# [AVAILABLE RECORDS]

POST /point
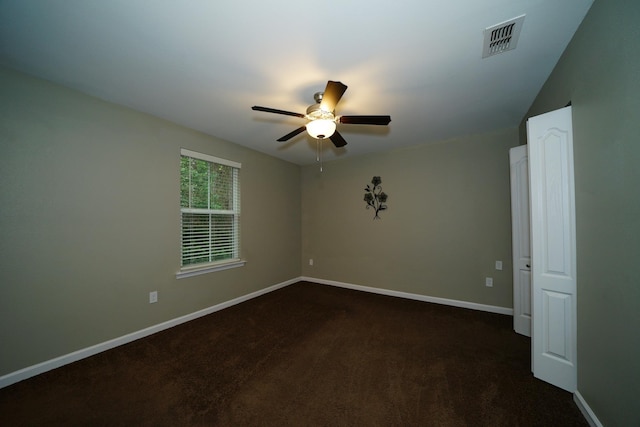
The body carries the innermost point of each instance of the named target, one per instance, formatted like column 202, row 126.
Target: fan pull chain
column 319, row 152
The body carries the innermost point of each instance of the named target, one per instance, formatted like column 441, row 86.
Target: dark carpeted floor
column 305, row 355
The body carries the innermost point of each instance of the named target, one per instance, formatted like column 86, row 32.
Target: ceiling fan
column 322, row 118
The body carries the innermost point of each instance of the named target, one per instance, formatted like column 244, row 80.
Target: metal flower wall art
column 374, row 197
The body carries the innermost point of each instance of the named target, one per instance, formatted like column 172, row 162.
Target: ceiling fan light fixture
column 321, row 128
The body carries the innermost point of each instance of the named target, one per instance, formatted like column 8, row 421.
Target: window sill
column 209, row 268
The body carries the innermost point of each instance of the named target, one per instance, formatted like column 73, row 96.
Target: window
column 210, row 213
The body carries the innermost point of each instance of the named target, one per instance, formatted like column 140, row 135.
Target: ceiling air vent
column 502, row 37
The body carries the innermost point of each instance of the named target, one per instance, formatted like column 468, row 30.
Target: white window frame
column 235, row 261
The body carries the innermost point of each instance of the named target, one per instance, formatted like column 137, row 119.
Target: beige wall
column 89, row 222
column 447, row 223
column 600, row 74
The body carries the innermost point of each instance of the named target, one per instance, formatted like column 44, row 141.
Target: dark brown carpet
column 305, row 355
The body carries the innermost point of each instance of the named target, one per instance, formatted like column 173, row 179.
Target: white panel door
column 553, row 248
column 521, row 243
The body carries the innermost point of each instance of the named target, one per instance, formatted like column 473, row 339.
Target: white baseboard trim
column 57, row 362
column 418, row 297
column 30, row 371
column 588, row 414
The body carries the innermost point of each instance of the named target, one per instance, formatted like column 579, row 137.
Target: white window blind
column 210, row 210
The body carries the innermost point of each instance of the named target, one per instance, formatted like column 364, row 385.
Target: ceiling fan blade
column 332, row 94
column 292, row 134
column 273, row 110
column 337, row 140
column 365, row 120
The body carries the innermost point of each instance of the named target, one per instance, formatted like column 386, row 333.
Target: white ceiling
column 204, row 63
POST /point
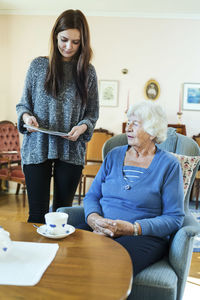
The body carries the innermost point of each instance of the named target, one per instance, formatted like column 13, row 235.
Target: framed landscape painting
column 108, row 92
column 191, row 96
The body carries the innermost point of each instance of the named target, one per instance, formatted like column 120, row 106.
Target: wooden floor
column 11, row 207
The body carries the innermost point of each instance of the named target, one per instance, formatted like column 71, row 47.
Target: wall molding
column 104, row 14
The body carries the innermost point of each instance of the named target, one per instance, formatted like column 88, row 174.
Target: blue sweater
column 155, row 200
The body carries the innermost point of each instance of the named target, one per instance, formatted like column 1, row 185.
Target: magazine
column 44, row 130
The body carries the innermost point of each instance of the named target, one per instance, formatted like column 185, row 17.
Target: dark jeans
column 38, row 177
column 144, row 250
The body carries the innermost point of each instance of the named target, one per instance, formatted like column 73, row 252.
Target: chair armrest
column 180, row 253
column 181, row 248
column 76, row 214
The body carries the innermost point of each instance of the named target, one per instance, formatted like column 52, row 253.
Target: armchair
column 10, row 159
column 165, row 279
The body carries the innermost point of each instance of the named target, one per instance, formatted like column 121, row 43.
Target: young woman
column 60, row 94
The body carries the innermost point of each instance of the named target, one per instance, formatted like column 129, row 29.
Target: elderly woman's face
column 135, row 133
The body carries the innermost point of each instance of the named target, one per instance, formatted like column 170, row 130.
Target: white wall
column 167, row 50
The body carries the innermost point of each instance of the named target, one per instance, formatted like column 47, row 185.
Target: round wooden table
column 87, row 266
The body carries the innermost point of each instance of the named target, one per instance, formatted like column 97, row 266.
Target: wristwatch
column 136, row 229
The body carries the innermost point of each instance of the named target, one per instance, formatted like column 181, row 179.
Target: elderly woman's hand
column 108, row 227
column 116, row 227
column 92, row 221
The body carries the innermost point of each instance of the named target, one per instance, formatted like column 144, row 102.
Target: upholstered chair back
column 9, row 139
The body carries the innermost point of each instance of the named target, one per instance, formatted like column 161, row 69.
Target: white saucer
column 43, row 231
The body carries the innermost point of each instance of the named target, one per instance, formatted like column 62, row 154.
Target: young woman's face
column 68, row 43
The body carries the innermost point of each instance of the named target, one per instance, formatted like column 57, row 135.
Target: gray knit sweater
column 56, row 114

# [STATED PROBLEM]
Output every line, starting with the line that contains "47, row 185." and going on through the line that contains "column 9, row 139", with both of those lines included, as a Markdown table. Use the columns Number and Line, and leave out any blank lines.

# [SOLVED PROBLEM]
| Number | Line |
|---|---|
| 1 | The body carries the innermost point of each instance of the named target, one per instance, formatted like column 47, row 185. |
| 2 | Target: round wooden table |
| 3 | column 87, row 266 |
| 4 | The body carries the innermost point of each instance of the named target, one per instance, formatted like column 97, row 266. |
| 5 | Target: wristwatch |
| 6 | column 136, row 229 |
| 7 | The body carries the innermost point of each instance of the named target, one per instance, formatted like column 181, row 179. |
| 8 | Target: elderly woman's hand |
| 9 | column 108, row 227 |
| 10 | column 116, row 227 |
| 11 | column 92, row 221 |
| 12 | The body carries the innermost point of each instance of the named target, one per instance, formatted like column 144, row 102. |
| 13 | Target: upholstered chair back |
| 14 | column 9, row 139 |